-- EJERCICIO ESCRITO 1 --
Transcribe sin cambios el tramo de los registros que va desde la línea que contiene "If you could put a point on the cloud in" hasta el final de los registros, con ambos extremos incluidos.
──────── FRAGMENTO PROPORCIONADO
Hasta la crisis actual, se venía hablando de un importante proceso individualización en el Derecho internacional contemporáneo -lento e incipiente nada más, pero con indicaciones muy positivas- por el que los individuos, y sus derechos y deberes individuales, parecen empezar a irrumpir en él con cierta fuerza. Era un proceso -hasta esta crisis no exento de luces y sombras, pero con menos sombras que hoy- que sugería que, frente a la doctrina asentada durante siglos de que los sujetos del Derecho internacional son los Estados y no los individuos, comenzaba a haber atisbos de una ruptura con ese protagonismo exclusivo de los Estados que quizá podría terminar siendo radical. Ese proceso de individualización puede ser visto en dos aspectos: en lo que concierne a los deberes individuales, especialmente de los funcionarios, militares y representantes políticos, y en lo que se refiere a los derechos individuales, atribuidos a todos los seres humanos.
────────────────
──────── REGISTROS DE DATOS
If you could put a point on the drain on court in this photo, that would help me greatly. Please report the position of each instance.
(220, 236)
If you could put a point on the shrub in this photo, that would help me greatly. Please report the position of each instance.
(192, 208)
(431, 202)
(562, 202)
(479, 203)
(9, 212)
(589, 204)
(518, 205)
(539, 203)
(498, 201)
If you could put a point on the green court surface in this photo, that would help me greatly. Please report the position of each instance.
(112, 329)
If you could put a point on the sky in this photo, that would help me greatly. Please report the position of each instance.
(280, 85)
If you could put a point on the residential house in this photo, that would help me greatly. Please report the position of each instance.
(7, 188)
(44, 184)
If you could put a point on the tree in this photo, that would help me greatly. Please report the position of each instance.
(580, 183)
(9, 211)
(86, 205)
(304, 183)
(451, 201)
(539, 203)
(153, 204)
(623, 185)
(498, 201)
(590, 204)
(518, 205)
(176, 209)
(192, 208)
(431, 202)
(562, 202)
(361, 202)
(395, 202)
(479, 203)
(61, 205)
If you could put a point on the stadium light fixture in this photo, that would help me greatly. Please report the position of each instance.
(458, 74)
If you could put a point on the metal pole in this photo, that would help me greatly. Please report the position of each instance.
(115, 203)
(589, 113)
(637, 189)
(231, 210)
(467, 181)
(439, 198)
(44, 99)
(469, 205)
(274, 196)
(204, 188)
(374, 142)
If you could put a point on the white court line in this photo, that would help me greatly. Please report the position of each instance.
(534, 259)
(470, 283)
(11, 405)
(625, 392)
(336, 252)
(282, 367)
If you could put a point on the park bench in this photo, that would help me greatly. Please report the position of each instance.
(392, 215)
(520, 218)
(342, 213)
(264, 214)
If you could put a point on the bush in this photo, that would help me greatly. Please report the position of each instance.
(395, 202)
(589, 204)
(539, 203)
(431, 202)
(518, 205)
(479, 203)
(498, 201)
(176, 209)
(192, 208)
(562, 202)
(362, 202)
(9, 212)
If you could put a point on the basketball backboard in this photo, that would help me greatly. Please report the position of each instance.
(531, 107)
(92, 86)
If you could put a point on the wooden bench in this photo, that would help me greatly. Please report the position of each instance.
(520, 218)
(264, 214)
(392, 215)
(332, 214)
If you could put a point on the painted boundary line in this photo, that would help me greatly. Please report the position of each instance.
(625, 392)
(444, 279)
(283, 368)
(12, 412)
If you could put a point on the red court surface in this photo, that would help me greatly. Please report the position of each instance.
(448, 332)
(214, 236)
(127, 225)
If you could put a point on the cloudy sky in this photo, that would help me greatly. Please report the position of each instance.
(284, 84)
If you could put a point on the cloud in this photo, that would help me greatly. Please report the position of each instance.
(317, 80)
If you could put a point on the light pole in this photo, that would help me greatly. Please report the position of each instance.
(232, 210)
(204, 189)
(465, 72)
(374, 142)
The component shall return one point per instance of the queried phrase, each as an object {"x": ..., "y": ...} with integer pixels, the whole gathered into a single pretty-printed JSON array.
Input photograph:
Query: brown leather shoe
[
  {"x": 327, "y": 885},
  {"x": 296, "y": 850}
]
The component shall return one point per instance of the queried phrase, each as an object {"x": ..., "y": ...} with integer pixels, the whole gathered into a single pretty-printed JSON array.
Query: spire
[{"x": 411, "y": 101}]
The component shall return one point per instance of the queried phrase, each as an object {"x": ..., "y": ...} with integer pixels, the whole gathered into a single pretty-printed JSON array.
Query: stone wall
────────────────
-- EJERCICIO ESCRITO 2 --
Según el fragmento sobre la individualización en el Derecho internacional, ¿en qué dos aspectos puede verse ese proceso?

-- RESPUESTA COMPLETA 1 --
If you could put a point on the cloud in this photo, that would help me greatly. Please report the position of each instance.
(317, 80)
If you could put a point on the light pole in this photo, that would help me greatly. Please report the position of each instance.
(232, 210)
(204, 189)
(465, 72)
(374, 142)
The component shall return one point per instance of the queried phrase, each as an object {"x": ..., "y": ...} with integer pixels, the whole gathered into a single pretty-printed JSON array.
Input photograph:
Query: brown leather shoe
[
  {"x": 327, "y": 885},
  {"x": 296, "y": 850}
]
The component shall return one point per instance of the queried phrase, each as an object {"x": ..., "y": ...} with integer pixels, the whole gathered into a single pretty-printed JSON array.
Query: spire
[{"x": 411, "y": 101}]
The component shall return one point per instance of the queried phrase, each as an object {"x": ..., "y": ...} with integer pixels, the whole gathered into a single pretty-printed JSON array.
Query: stone wall

-- RESPUESTA COMPLETA 2 --
En los deberes individuales, especialmente de los funcionarios, militares y representantes políticos, y en los derechos individuales, atribuidos a todos los seres humanos.